**Exercise**
Count the lines in the records below that contain the string "facade". Reply with the number alone.

**Listed records**
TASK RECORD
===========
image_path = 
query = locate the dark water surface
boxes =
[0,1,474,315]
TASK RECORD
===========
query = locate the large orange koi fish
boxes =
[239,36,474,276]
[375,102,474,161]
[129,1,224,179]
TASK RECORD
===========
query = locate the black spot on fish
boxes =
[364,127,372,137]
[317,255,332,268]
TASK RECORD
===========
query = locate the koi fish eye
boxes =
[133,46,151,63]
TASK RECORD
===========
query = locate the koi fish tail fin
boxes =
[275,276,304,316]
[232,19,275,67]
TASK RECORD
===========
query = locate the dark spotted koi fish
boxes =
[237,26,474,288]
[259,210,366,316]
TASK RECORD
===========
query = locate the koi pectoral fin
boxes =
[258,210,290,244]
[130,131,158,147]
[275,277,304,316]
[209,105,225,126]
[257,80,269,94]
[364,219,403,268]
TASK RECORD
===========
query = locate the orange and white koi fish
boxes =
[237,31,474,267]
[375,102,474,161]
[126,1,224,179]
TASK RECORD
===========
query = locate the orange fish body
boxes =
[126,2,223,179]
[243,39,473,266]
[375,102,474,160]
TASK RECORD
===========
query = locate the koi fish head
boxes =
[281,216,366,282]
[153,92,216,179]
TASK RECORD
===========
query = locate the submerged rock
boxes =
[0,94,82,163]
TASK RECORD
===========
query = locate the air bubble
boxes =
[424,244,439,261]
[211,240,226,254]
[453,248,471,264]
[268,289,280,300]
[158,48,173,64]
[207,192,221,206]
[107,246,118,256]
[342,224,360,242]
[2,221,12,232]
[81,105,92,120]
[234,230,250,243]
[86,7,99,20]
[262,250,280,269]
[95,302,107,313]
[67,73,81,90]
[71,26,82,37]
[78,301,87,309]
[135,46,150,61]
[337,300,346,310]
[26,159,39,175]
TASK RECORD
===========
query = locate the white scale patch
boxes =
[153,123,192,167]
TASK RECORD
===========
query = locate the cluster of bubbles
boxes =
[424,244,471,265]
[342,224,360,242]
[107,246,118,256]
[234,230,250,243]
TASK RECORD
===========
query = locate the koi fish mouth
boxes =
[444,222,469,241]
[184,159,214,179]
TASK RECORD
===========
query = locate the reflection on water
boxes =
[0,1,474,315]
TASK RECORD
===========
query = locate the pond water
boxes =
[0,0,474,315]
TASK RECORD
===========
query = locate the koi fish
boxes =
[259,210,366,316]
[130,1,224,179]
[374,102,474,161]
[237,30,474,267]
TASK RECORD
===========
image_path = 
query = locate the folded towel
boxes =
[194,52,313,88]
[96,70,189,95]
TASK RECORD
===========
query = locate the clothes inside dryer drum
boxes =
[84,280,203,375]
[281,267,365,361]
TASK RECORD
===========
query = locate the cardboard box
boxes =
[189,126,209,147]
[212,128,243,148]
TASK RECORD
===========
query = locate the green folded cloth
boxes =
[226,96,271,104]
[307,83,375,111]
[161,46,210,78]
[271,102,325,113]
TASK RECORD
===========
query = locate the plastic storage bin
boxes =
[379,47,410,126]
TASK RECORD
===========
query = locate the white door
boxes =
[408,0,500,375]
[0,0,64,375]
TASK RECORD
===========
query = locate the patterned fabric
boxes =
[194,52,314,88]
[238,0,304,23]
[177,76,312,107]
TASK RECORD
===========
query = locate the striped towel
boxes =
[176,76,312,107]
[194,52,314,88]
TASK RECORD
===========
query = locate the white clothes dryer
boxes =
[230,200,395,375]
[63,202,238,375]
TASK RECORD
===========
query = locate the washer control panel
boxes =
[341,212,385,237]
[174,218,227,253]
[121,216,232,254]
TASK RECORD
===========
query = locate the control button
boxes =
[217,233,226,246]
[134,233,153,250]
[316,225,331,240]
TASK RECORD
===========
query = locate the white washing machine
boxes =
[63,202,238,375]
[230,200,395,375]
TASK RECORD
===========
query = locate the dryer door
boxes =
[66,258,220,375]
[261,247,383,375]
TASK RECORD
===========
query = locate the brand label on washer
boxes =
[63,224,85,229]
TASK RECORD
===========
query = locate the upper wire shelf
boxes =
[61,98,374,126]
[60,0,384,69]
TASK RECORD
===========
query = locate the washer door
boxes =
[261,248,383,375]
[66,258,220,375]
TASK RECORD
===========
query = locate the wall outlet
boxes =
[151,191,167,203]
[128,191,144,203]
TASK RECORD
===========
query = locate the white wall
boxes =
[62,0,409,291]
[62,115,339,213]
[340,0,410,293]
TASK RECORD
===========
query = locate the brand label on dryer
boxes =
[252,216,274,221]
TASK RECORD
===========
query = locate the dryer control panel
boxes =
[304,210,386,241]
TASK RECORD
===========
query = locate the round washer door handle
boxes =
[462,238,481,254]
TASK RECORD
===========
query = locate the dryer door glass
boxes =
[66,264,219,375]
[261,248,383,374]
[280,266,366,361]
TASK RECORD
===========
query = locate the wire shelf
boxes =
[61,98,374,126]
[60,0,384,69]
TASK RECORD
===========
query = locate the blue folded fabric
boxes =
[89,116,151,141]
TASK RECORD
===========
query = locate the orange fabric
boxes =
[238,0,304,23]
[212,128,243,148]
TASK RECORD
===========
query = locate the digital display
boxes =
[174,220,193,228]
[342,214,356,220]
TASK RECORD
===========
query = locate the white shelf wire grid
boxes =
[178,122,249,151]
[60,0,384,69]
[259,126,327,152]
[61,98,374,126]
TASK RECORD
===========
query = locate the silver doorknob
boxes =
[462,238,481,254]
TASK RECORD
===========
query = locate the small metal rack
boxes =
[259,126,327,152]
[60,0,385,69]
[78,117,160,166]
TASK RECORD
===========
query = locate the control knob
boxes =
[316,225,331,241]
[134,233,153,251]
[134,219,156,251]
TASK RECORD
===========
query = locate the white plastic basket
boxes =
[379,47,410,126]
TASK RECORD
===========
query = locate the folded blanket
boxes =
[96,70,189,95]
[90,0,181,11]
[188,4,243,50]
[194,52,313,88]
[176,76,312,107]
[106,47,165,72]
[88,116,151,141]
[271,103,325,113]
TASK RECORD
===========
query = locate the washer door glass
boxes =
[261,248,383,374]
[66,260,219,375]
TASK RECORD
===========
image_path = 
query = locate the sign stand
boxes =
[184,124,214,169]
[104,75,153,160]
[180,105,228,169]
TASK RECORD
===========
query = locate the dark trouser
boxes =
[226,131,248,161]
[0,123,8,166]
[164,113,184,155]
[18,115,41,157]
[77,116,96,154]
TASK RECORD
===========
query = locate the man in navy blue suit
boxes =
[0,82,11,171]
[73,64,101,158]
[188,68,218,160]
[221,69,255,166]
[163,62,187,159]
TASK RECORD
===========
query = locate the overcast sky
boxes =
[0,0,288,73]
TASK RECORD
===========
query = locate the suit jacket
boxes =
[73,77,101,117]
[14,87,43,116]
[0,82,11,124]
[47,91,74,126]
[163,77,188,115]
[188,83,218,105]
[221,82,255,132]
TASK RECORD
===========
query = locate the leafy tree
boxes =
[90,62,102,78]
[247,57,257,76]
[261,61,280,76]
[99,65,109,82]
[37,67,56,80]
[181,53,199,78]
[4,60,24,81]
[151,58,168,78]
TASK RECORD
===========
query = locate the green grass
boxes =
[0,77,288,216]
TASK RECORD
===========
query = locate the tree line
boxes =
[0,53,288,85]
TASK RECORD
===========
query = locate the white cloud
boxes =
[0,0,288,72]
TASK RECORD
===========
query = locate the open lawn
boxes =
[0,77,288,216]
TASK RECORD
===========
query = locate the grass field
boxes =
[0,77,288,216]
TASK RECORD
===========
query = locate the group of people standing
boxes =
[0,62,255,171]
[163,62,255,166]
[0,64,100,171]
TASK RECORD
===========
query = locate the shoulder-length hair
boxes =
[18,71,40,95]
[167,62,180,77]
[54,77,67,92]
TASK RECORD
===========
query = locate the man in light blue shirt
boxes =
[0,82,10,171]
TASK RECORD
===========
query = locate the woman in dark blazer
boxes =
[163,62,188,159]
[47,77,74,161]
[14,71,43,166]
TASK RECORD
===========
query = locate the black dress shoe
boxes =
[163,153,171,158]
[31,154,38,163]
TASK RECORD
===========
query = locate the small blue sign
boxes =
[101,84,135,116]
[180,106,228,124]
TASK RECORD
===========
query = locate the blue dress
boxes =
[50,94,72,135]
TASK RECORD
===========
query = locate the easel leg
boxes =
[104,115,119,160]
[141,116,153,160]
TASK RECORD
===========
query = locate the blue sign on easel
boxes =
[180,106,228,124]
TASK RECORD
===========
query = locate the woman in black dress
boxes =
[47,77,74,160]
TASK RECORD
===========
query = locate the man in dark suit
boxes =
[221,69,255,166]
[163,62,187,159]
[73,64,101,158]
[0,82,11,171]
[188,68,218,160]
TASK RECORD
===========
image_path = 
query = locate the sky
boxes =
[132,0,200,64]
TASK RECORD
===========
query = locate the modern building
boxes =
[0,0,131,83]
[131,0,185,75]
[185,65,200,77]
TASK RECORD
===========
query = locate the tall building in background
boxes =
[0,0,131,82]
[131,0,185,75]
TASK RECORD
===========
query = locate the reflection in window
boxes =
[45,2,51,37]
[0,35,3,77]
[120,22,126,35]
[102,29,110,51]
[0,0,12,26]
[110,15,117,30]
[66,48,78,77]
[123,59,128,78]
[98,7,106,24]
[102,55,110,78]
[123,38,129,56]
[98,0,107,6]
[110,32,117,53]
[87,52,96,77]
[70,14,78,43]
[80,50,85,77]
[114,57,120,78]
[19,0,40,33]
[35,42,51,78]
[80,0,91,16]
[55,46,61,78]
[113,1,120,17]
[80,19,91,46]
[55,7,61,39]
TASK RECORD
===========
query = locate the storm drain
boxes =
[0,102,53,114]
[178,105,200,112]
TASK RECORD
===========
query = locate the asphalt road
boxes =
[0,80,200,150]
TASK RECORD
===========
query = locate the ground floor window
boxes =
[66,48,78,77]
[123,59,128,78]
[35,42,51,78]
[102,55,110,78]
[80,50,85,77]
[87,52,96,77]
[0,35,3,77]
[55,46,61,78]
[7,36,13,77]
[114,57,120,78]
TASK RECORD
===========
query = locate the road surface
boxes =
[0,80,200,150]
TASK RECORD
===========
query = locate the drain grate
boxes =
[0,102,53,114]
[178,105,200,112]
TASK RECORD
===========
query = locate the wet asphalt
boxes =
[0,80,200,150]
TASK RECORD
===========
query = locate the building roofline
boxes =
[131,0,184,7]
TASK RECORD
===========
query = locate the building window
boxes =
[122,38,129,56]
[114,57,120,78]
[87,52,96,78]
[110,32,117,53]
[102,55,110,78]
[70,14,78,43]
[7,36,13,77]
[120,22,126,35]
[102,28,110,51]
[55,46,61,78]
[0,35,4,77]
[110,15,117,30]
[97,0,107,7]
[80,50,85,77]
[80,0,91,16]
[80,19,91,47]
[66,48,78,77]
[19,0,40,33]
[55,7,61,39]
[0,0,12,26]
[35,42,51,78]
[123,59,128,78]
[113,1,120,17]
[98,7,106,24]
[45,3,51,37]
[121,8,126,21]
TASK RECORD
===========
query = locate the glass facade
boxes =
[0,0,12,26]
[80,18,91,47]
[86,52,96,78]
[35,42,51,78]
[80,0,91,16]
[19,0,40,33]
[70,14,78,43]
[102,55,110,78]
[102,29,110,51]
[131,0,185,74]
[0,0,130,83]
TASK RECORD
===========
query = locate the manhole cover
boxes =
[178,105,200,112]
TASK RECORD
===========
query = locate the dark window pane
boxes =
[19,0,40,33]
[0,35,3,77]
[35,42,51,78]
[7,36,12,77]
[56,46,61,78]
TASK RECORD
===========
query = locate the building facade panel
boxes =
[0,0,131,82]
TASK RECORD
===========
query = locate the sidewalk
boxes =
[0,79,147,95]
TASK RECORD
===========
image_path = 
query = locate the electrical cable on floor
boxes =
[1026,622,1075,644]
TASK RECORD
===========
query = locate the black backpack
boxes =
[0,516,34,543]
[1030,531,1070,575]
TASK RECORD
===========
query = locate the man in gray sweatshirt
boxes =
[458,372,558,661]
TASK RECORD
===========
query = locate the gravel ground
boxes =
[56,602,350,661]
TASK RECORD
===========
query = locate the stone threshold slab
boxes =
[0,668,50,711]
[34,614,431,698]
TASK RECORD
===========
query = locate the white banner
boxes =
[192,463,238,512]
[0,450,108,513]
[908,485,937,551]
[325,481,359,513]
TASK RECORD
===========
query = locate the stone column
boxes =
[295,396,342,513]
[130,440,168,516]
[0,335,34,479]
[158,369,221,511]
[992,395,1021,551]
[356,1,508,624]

**Full answer**
2